*REQUESTS*:
1. From the Global Carbon Budget 2018 announcement below, list the parts of the Earth system among which the budgets track the redistribution of CO2 emissions.
2. Proceed with the Global Carbon Budget 2018 announcement below, picking up after its final sentence.
----- SOURCE EXTRACT -----
Global Carbon Budget 2018

05 December 2018

Earth System Science Data announces the publication of the Global Carbon Budget. An international team of more than 70 authors from dozens of institutions around the world analysed observations and models to compile an accurate account and projection of global carbon sources and sinks for the calendar year 2017. Prepared, submitted, and reviewed under ESSD's "living data" process (involving nine separate reviews of three versions over two years), these annual budgets provide up-to-date assessments of CO2 emissions and their redistribution among ocean, land, and atmosphere. As an outcome of an open transparent community-based initiative managed by the Global Carbon Project, the annual carbon budgets represent excellent matches to ESSD's mandate to publish openly shared, freely available data products.
----- MATERIAL SHOWN -----
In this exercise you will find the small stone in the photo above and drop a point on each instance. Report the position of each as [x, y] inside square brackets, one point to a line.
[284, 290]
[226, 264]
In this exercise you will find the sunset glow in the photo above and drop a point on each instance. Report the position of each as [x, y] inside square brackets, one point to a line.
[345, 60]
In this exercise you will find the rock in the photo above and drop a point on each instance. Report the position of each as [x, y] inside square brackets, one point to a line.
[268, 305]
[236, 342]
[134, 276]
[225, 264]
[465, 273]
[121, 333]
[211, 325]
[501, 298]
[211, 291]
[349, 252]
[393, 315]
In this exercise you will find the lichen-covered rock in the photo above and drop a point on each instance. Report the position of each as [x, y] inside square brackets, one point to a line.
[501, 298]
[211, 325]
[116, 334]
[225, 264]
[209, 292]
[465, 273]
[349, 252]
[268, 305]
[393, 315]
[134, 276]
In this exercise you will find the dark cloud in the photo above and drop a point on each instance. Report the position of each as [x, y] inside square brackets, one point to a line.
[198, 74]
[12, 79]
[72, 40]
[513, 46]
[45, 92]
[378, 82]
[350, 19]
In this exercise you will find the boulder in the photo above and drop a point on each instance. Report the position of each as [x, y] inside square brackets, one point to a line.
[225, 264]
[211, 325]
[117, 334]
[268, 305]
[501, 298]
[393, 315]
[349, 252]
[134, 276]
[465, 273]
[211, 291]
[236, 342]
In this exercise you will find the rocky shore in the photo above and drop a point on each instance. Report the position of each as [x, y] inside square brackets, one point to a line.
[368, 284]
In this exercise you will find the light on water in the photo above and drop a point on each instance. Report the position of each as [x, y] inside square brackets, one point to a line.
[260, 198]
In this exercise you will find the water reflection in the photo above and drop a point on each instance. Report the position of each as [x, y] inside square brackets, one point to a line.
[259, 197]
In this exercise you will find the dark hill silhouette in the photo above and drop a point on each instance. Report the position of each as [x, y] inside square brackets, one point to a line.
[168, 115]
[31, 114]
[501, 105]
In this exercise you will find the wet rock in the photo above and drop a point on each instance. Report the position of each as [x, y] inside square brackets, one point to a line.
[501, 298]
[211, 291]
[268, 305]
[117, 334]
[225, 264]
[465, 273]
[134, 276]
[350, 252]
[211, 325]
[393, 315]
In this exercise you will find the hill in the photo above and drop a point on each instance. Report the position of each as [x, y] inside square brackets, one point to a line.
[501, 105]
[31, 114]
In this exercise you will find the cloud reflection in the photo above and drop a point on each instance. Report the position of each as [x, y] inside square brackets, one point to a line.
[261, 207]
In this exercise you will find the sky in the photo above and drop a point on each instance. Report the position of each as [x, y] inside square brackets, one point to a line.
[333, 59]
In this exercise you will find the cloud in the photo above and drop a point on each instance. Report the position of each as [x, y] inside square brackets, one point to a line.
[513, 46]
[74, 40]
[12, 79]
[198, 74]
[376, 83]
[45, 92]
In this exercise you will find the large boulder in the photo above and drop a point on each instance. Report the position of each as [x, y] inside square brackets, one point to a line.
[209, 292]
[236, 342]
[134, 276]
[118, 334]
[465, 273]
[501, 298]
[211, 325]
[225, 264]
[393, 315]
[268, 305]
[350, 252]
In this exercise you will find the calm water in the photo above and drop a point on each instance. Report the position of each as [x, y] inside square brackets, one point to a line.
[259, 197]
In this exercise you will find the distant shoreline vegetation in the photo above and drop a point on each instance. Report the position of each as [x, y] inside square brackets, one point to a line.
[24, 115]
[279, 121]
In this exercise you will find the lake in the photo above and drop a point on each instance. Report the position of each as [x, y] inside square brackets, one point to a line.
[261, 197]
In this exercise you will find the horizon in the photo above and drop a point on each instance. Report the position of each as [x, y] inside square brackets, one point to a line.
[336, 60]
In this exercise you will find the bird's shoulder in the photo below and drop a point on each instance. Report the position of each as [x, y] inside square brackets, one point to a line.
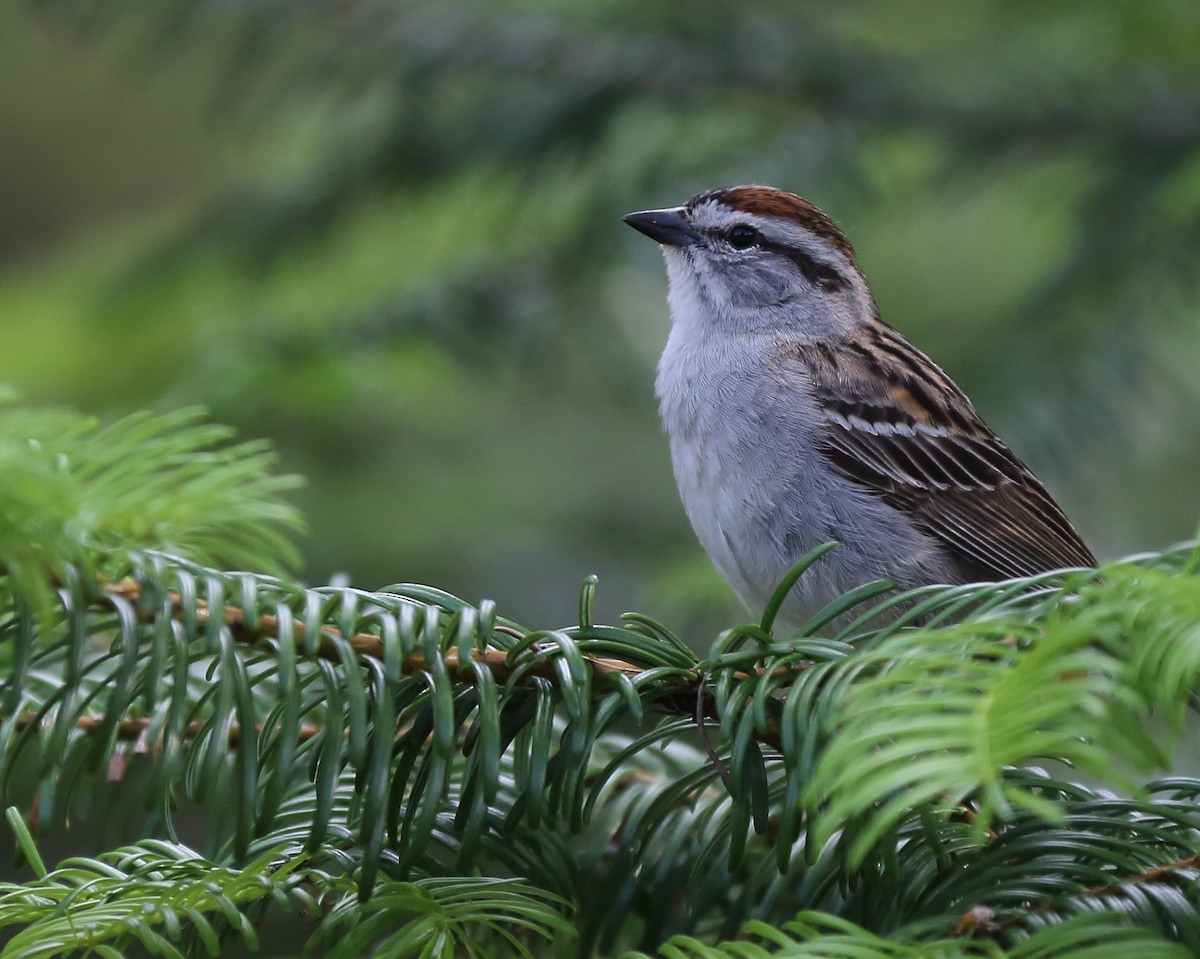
[895, 423]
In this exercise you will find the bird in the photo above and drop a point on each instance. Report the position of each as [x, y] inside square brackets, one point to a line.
[796, 415]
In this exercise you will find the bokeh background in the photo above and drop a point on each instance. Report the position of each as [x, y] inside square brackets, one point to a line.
[387, 237]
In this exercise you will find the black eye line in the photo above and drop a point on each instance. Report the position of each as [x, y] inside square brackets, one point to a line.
[814, 270]
[753, 237]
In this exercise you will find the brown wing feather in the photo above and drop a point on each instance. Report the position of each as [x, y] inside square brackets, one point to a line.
[913, 438]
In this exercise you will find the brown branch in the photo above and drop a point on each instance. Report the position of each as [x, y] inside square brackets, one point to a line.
[363, 643]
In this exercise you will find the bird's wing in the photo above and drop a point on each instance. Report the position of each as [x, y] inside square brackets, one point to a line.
[912, 437]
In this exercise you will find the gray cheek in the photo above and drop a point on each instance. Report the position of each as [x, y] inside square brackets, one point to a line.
[759, 285]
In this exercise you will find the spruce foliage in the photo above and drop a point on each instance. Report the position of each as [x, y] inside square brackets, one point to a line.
[411, 774]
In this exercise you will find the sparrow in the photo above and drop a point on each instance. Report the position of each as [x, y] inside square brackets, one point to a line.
[796, 415]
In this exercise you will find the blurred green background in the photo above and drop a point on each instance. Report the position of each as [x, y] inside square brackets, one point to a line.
[388, 238]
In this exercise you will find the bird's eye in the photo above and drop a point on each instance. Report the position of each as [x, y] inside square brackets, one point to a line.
[743, 238]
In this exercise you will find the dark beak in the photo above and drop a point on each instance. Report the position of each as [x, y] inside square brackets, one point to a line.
[667, 227]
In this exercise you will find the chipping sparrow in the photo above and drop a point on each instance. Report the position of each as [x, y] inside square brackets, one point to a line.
-----
*RESPONSES BY TASK*:
1. ocean, land, atmosphere

2.
This 2018 version of the Global Carbon Budget published in ESSD alerts us to a stark reality. Global CO2 emissions increased by 1.6 % from 2016 to 2017 and will likely increase by at least that amount again in 2018. Assuming that ocean and land sinks sustain their recent response to increasing emissions – the publication describes these sinks in detail – atmospheric CO2 concentrations will continue to rise in 2018. This careful account, accompanied at every step by quantitative expressions of uncertainty, and these well-documented trends should prove informative and relevant for researchers, policy makers, businesses, journalists, and alert global citizens.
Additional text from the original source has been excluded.